◆ Source
· · ·

Grand dictionnaire universel du XIXe siècle/Marguerite de Navarre (MÉMOIRES DE)

La bibliothèque libre.
Administration du grand dictionnaire universel (10, part. 4p. 1171).

Marguerite de Navarre (MÉMOIRES DE), publiés en 1658. Ces mémoires de la première femme du Béarnais offrent des détails intéressants sur les règnes de Charles IX, de Henri III, et sur les premières années de Henri IV, de 1565 à 1587. La reine Margot, comme l’appelait Charles IX, les écrivit dans la forteresse d’Usson, pour charmer les loisirs de sa retraite forcée. Ils se ressentent de la culture de son esprit et de l’aménité de son caractère, mais ils sont bien loin de tout dire ; ceux qui y chercheraient des révélations piquantes sur les intrigues amoureuses de la reine de Navarre, sur ses démêlés conjugaux et sur les infortunes de quelques-uns de ses amants verraient leur curiosité déçue. Cependant elle se met sans cesse en scène et elle se peint elle-même d’une façon très-vive, tout en ne montrant que son rôle politique de sœur et de femme de rois ennemis. On peut lui reconnaître le mérite d’une certaine franchise, de cette franchise qui ne doit pas dépasser le cercle des convenances. Favorisée par la naissance, mais victime des combinaisons et des intérêts de la politique, jetée en appât aux protestants à la veille de la Saint-Barthélemy, toujours forcée de prendre parti contre son frère ou contre Henri IV, son mari, elle n’a d’ami que son frère d’Alençon. Elle se fait son chargé d’affaires à la cour ; elle se dévoue à sa fortune ; elle travaille à l’élever ; elle intrigue pour lui ; elle cherche à séduire les gouverneurs des villes et des forteresses ; elle va même en pays ennemi, et elle raconte ses traverses d’une manière vive et animée, qui révèle en elle un esprit d’expédient et d’à-propos propre à la tirer de tous les mauvais pas. Sa relation, qui s’arrête au règne de Henri IV, est d’une lecture agréable ; son style toujours recherché, même dans ses négligences, se ressent des préoccupations littéraires de son siècle. C’est un des produits les plus élégants de la prose française à cette époque.

· · ·

◆ Exercices à traiter
1. Dans l'article sur les mémoires de Marguerite de Navarre, relevez tous les rois désignés par leur nom.
2. Recopiez tout le passage de l'article sur les mémoires de Marguerite de Navarre, depuis « Grand dictionnaire universel du » jusqu'à « (10, part. 4p. 1171). » inclus.
3. Poursuivez l'article sur les mémoires de Marguerite de Navarre au-delà de sa dernière phrase.
Les entrées proviennent d'une source distincte de l'article.

· · ·

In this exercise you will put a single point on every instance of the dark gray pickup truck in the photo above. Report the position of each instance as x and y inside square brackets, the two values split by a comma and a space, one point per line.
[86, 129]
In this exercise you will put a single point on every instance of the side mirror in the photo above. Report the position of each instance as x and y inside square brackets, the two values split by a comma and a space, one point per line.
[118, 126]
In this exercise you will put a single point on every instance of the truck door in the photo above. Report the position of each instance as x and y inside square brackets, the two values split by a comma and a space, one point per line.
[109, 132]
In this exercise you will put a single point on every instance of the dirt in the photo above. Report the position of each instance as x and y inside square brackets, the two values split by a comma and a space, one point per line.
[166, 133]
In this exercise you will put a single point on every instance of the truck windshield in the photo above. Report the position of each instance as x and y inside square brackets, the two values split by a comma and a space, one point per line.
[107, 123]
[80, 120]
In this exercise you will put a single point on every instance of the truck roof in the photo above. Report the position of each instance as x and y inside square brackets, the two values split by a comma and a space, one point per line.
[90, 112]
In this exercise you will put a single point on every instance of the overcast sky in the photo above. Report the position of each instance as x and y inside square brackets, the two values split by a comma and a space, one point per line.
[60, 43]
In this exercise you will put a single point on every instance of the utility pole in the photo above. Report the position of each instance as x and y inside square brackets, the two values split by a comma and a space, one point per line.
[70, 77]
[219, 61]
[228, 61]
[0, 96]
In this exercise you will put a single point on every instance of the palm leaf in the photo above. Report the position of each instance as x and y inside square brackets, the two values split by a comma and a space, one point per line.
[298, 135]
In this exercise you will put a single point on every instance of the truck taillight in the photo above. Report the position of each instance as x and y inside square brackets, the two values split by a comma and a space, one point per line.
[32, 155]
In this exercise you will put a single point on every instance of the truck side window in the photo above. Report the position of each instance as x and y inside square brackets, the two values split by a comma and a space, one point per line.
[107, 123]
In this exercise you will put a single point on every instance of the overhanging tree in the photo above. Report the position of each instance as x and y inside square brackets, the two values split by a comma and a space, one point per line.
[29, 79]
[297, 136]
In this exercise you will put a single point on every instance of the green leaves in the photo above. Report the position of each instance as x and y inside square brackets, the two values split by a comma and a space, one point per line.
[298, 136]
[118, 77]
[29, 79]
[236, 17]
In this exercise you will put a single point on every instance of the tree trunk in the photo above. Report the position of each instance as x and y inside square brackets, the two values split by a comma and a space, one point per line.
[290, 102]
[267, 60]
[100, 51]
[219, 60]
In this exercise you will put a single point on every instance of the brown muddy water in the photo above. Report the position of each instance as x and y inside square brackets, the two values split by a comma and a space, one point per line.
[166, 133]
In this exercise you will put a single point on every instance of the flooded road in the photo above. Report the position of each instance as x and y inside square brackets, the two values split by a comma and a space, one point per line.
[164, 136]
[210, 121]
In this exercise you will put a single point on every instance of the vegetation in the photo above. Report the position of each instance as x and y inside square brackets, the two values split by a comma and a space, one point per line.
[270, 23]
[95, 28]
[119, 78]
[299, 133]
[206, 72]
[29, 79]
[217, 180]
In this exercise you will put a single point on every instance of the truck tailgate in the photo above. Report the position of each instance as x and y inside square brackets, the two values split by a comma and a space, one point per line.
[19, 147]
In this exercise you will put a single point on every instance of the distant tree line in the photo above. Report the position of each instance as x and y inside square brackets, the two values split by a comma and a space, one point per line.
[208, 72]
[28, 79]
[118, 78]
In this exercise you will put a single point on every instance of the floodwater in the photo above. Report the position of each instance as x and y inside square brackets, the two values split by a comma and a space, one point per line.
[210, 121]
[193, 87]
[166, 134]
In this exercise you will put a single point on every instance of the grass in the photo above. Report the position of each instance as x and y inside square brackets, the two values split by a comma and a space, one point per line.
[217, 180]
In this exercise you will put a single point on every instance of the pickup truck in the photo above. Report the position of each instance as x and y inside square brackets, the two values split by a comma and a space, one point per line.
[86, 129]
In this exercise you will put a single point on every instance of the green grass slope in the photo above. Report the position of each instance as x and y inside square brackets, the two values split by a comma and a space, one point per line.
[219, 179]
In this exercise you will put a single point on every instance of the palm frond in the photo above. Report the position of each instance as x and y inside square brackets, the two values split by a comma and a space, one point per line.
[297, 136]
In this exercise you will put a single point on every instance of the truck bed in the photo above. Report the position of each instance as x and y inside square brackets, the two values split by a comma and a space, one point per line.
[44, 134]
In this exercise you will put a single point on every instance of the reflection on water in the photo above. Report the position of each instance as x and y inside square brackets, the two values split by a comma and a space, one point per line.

· · ·

◆ Réponses par exercice
1. Charles IX, Henri III, Henri IV

2.
Grand dictionnaire universel du XIXe siècle/Marguerite de Navarre (MÉMOIRES DE)

La bibliothèque libre.
Administration du grand dictionnaire universel (10, part. 4p. 1171).

3.
« Ce serait une grande erreur de goût, dit M. Sainte-Beuve, que de considérer ces gracieux mémoires comme une œuvre de naturel et de simplicité ; c’en est une bien plutôt de distinction et de finesse. L’esprit y brille, mais l’instruction, et la science ne s’y dissimulent point. Dès la troisième ligne, nous avons un mot grec : « Je louerois davantage votre œuvre, écrit-elle à Brantôme, si elle ne me louoit tant, ne voulant qu’on attribue la louange que j’en ferois plutôt à la philastie qu’à la raison ; » à la philastie, c’est-à-dire à l’amour-propre… La langue de ses mémoires n’est pas une exception à opposer à la manière et au goût de son temps ; ce n’en est qu’un plus heureux emploi. Elle sait la mythologie, l’histoire ; elle cite couramment Burrhus, Pyrrhus, Timon, le centaure Chiron et le reste. Sa langue est volontiers métaphorique et s’égaye de poésie… Une des rares distinctions de ses mémoires, c’est qu’elle n’y dit pas tout, et qu’au milieu de toutes les accusations odieuses et excessives dont on l’a chargée, elle reste, plume en main, femme délicate et des plus discrètes. Rien ne ressemble moins à des confessions que ses mémoires. « On y trouve, dit Bayle, beaucoup de péchés d’omission ; mais pouvait-on espérer que la reine Marguerite y avouerait des choses qui auraient pu la flétrir ? On réserve ces aveux pour le tribunal de la confession ; on ne les destine pas à l’histoire. » Tout au plus, en effet, quand on est averti par l’histoire et par les pamphlets du temps, peut-on deviner quelques-uns des sentiments dont elle ne fait que nous offrir la superficie et le côté spécieux. »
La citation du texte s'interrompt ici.